◆ Selected extract:
Argentines hunting for source of hantavirus outbreak trap rats in southernmost city

USHUAIA, Argentina (AP) — Argentine investigators searching for the source of a deadly hantavirus outbreak on a cruise last month were trapping rodents in the forests surrounding the southernmost city of Ushuaia on Tuesday, with the aim of detecting the possible presence of the rat-borne virus in an area previously thought unaffected.

The scientists, wearing bright blue gloves and surgical masks, checked the 150 box traps they had set out the previous night, dropping dead rats into black plastic bags that they hoisted into pickup trucks bound for a makeshift lab where they said they’d draw blood samples.

Tuesday’s rat-trapping marks the start of fieldwork within Argentina’s wider investigation into the origin of the contagion that struck the MV Hondius, killing three people, sickening several others and setting off a global scramble to trace passengers and their close contacts.

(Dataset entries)
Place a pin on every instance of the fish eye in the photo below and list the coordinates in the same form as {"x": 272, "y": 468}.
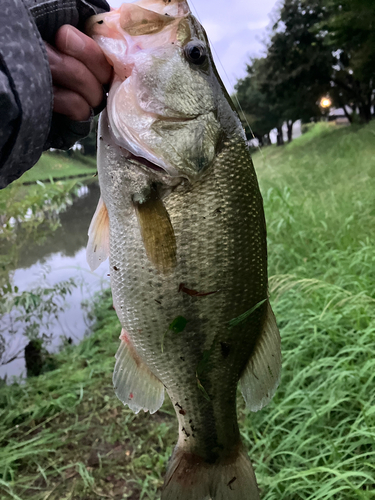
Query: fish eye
{"x": 196, "y": 52}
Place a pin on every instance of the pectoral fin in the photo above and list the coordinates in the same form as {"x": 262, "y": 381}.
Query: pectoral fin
{"x": 135, "y": 385}
{"x": 262, "y": 374}
{"x": 157, "y": 232}
{"x": 97, "y": 250}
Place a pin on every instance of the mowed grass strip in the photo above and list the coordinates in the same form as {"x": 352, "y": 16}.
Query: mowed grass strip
{"x": 65, "y": 435}
{"x": 59, "y": 166}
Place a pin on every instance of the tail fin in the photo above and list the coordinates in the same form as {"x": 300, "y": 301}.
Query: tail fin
{"x": 190, "y": 478}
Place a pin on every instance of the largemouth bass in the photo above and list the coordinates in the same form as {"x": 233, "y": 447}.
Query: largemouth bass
{"x": 181, "y": 219}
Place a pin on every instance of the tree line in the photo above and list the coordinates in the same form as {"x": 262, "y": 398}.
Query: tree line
{"x": 316, "y": 48}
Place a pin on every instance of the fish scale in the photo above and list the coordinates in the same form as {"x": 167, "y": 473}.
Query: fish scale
{"x": 181, "y": 219}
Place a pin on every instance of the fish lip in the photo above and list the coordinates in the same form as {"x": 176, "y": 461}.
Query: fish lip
{"x": 144, "y": 162}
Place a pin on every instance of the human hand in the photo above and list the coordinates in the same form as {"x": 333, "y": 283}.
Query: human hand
{"x": 79, "y": 70}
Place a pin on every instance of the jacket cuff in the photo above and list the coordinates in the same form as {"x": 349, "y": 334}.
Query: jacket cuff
{"x": 26, "y": 66}
{"x": 65, "y": 132}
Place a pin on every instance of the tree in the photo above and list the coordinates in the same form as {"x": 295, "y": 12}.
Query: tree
{"x": 299, "y": 64}
{"x": 350, "y": 28}
{"x": 256, "y": 103}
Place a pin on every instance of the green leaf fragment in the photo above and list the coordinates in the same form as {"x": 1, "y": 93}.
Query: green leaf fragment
{"x": 178, "y": 325}
{"x": 240, "y": 319}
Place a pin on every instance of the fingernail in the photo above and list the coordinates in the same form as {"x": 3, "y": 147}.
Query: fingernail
{"x": 74, "y": 42}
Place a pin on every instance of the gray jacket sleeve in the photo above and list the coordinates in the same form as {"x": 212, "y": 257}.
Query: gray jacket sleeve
{"x": 27, "y": 124}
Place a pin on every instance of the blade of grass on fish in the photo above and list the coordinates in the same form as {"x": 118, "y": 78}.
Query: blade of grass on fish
{"x": 204, "y": 365}
{"x": 240, "y": 319}
{"x": 201, "y": 388}
{"x": 178, "y": 325}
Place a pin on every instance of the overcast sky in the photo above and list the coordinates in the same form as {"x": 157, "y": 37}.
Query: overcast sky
{"x": 236, "y": 29}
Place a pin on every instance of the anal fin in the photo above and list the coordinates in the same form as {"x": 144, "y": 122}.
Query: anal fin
{"x": 262, "y": 374}
{"x": 135, "y": 385}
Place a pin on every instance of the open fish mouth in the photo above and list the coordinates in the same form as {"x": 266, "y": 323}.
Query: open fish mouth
{"x": 143, "y": 161}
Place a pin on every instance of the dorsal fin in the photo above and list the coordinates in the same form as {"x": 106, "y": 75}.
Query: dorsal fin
{"x": 261, "y": 376}
{"x": 97, "y": 250}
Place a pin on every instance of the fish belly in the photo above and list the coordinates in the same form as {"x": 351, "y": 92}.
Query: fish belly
{"x": 220, "y": 274}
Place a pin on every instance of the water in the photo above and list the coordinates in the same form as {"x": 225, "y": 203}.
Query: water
{"x": 61, "y": 255}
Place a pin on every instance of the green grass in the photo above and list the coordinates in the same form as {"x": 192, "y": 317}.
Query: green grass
{"x": 64, "y": 435}
{"x": 59, "y": 166}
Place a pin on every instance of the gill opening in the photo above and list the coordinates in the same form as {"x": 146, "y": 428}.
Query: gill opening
{"x": 229, "y": 81}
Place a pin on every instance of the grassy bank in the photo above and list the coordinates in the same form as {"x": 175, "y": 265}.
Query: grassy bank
{"x": 60, "y": 166}
{"x": 64, "y": 435}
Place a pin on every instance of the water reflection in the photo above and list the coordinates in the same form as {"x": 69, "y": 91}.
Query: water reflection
{"x": 60, "y": 256}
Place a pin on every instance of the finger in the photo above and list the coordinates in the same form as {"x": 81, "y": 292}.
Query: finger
{"x": 70, "y": 104}
{"x": 71, "y": 74}
{"x": 72, "y": 42}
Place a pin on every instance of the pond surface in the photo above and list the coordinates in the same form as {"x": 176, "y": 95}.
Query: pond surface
{"x": 61, "y": 255}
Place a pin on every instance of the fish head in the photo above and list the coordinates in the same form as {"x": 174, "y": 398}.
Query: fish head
{"x": 166, "y": 104}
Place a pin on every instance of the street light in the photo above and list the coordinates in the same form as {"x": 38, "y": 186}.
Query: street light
{"x": 325, "y": 102}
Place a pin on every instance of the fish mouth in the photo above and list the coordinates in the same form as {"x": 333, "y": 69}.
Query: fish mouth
{"x": 143, "y": 161}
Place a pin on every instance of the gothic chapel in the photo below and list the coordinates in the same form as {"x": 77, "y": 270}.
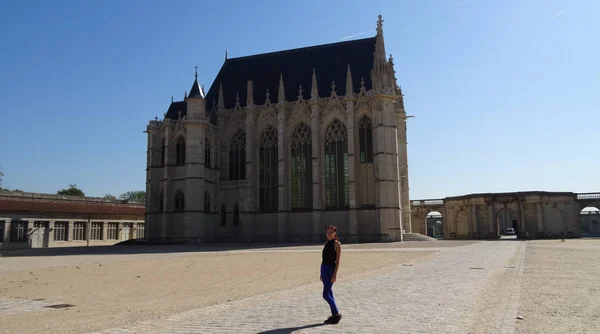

◆ Required action:
Write the next part of the article on the search for the hantavirus outbreak's source in Ushuaia, picking up after its final sentence. These entries have no connection to the news article about the hantavirus outbreak.

◆ Exercise result:
Argentine investigators trudging through mud to retrieve the dead rats declined to speak to journalists about their work. The state-backed Malbrán Institute, Argentina’s leading research center for infectious diseases, said the team would repeat the routine for the next three days before returning with the samples to the institute’s main Buenos Aires laboratory to test for hantavirus. Testing could take up to one month, but officials were tight-lipped about further details.

“They were able to capture what was expected,” said Martín Alfaro, the spokesperson for the local health ministry of Tierra del Fuego.

The effort comes almost two weeks after the Argentine Health Ministry first announced it would send the team from the Malbrán Institute to Ushuaia. The popular tourism destination where the cruise departed — famed for its location at the “end of the world” — serves as the main gateway to the Antarctic.

Questions surround Argentina’s investigation

The hantavirus has never been recorded in Ushuaia or the wider archipelago of Tierra del Fuego. But provincial officials further north in Patagonia where the hantavirus is endemic insist that the first known victims of the outbreak — a Dutch couple passionate about birds — didn’t visit during the window in which it is believed they got infected.

The Dutch tourists concluded a sprawling road trip across Chile and Argentina in late March with a few days of bird-watching and trekking in Ushuaia before boarding the ship April 1.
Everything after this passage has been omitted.